• _PAGE EXCERPT_:
| name | asr-timing-review |
| description | Use for global recorded-video transcript and timing work: run ASR, inspect timestamped transcript segments, infer intended speech, manually decide visual cue timestamps, and produce timing-cues.json without relying on automatic cue matching alone. |
ASR Timing Review
ASR is evidence for editorial timing, not the final authority.
Required Loop
- Run the local ASR command when available:
LESSON_ID=<lesson-id> npm run asr:recording
- Read
shared/composer/<lesson-id>/asr-transcript.json.
- Compare the raw ASR with the intended script, recording context, and audio/video timing.
- Write a human-review ledger:
- time range
- raw ASR text
- inferred intended speech
- visual event
- confidence
- review note
- Manually write
timing-cues.json from the reviewed ledger.
- Update render-plan shot starts/durations only after the ledger explains why each cue time is chosen.
Rules
- NEVER treat programmatic cue matching as final timing when ASR is weak.

• _DATA ENTRIES_:
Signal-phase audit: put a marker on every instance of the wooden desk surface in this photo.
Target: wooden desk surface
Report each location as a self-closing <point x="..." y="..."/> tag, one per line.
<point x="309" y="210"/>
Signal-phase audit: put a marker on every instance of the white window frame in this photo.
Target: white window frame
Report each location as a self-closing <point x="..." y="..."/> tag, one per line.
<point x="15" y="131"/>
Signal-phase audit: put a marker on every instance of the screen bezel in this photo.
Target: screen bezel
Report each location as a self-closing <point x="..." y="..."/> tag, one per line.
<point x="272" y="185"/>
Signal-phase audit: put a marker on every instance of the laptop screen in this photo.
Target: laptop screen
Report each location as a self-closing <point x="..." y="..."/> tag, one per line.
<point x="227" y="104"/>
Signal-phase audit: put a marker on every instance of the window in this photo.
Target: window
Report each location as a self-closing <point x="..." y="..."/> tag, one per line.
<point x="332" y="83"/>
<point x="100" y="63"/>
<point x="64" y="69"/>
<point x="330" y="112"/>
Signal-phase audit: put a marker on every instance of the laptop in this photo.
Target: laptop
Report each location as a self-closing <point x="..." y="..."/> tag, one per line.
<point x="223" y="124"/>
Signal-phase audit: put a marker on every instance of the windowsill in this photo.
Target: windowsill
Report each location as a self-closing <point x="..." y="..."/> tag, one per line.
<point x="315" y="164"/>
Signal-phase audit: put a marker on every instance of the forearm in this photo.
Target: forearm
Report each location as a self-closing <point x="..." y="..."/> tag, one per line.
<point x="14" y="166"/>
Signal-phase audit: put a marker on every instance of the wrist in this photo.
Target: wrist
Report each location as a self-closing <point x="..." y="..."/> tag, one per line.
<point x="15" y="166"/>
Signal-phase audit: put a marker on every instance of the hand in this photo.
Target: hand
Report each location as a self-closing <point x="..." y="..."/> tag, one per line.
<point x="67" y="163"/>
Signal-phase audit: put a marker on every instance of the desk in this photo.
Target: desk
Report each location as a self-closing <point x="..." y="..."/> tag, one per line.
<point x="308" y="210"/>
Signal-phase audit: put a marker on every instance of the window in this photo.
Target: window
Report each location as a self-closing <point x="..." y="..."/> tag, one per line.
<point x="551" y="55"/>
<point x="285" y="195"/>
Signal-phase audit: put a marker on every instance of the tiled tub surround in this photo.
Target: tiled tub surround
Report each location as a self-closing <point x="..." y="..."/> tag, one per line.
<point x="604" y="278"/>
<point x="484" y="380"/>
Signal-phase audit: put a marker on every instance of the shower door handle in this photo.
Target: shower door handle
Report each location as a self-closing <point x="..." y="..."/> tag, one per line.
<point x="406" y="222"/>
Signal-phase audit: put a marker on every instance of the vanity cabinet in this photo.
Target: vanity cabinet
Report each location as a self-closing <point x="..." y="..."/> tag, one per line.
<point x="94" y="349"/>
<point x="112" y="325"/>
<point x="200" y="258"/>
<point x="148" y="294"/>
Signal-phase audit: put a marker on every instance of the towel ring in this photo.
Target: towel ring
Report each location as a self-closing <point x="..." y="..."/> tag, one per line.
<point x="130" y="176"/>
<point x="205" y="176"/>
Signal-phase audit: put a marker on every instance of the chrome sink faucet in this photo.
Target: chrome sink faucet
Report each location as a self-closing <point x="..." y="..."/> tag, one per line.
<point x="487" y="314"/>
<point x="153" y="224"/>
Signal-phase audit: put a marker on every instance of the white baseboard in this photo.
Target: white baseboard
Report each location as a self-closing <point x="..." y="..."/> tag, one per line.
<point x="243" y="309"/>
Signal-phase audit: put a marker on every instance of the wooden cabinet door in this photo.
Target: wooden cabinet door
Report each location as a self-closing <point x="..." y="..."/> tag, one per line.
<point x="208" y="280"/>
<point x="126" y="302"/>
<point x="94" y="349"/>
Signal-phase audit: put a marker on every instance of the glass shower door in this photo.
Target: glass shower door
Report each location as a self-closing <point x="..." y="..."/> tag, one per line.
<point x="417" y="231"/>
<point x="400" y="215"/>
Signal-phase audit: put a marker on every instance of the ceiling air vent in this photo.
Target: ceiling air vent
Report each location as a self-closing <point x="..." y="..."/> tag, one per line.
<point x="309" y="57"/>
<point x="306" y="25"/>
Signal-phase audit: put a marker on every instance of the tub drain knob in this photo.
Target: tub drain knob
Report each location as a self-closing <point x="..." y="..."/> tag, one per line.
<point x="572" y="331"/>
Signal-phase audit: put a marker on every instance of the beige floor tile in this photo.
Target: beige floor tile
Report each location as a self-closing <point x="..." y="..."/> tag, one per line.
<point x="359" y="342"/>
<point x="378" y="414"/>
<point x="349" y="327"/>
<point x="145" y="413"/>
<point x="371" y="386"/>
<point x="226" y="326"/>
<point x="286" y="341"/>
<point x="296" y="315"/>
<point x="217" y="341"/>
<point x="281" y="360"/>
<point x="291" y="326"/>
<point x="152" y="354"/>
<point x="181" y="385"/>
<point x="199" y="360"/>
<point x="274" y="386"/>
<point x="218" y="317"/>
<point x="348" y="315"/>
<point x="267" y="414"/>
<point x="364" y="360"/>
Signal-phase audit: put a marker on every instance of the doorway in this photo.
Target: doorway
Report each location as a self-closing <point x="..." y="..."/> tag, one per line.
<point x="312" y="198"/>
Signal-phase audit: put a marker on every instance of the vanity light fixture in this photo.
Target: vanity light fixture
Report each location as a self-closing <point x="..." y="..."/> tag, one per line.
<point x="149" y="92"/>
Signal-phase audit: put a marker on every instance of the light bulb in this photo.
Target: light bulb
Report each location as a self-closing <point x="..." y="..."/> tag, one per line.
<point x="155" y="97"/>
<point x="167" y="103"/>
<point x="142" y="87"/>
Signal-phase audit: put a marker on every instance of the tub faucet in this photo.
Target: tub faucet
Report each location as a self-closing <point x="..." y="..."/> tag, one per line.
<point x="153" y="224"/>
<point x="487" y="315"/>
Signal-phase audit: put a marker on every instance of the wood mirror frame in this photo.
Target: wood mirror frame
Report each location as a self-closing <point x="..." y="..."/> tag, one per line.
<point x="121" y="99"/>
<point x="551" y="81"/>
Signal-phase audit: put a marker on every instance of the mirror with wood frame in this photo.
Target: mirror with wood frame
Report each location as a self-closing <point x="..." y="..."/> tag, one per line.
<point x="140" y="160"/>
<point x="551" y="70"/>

• _INSTRUCTIONS_:
1 – Translate this sentence from the ASR timing review page into Spanish: "ASR is evidence for editorial timing, not the final authority."
2 – Pick up the ASR timing review page after its last line and write the next few rules.

• _RESULTS OF THE EXERCISE_:
1 – El ASR es evidencia para la sincronización editorial, no la autoridad final.

2 –
- NEVER match only sparse English tech tokens in Chinese recordings.
- Use rough script timestamps only as prior expectations, not final timing.
- If the ASR is crowded but the idea is inferable, state the inferred intended speech and use the timestamp range.
- If the idea is not inferable, mark
needs_manual_review and do not call the render final.
- Prefer cue anchors that the speaker can say clearly next time, such as
第一条:动画时钟, 第二条:浏览器资产, 警告:不是迁移口号, and 最后:声音驱动画布.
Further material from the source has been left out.